◆ Requirement: Format every line of the records below as a Markdown table with the columns "Row" and "Line," numbering the rows and skipping blank lines. Leave the pictures out.

Pointing dataset excerpts:
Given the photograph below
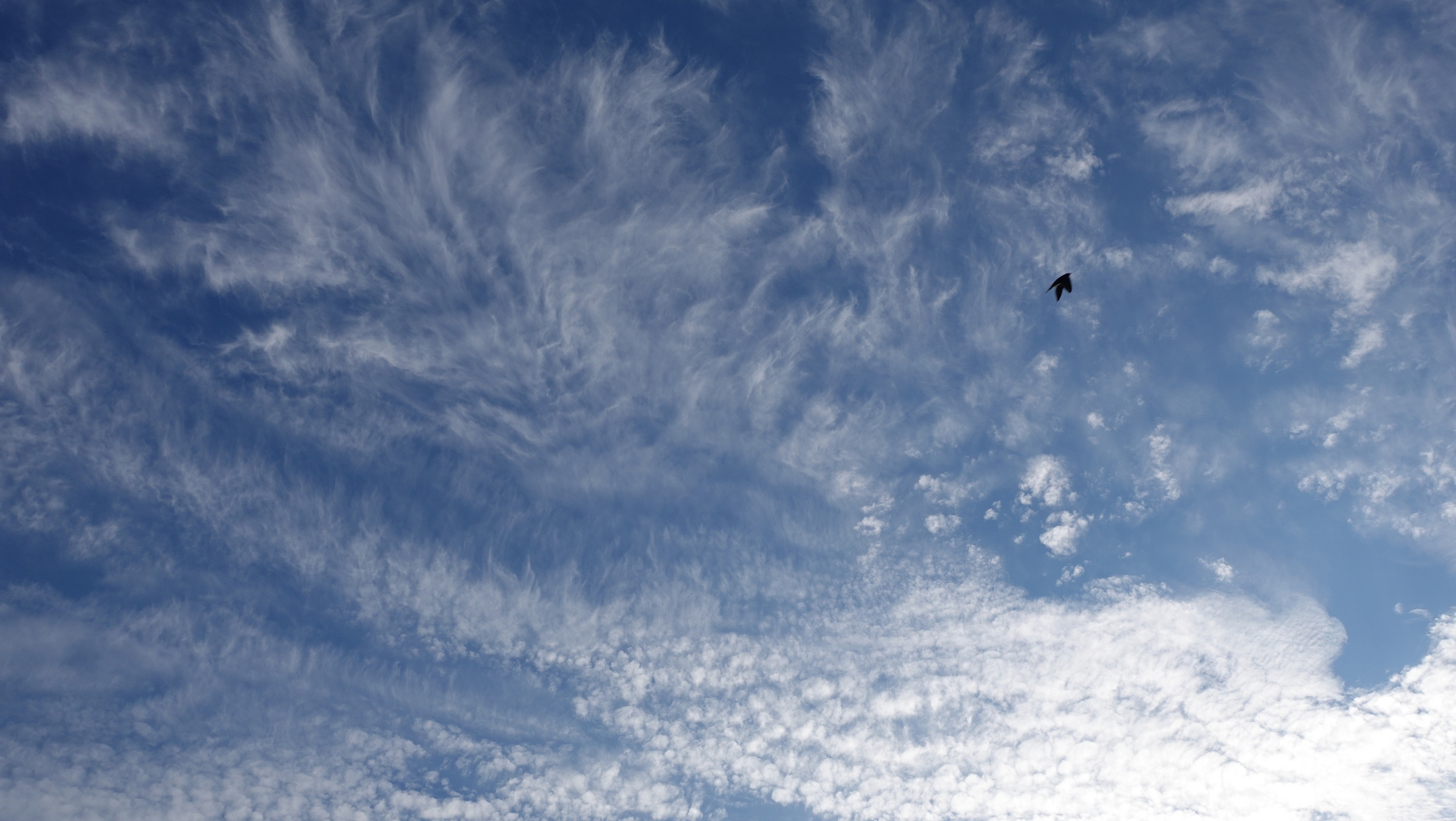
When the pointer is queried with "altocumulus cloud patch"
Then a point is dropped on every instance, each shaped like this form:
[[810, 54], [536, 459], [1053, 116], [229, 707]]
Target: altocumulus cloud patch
[[445, 410]]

◆ Response to this task:
| Row | Line |
|---|---|
| 1 | Given the photograph below |
| 2 | When the pointer is queried with "altocumulus cloud patch" |
| 3 | Then a point is dropped on every instance, each shaped like this form: |
| 4 | [[810, 54], [536, 459], [1053, 116], [229, 707]] |
| 5 | Target: altocumulus cloud patch |
| 6 | [[445, 410]] |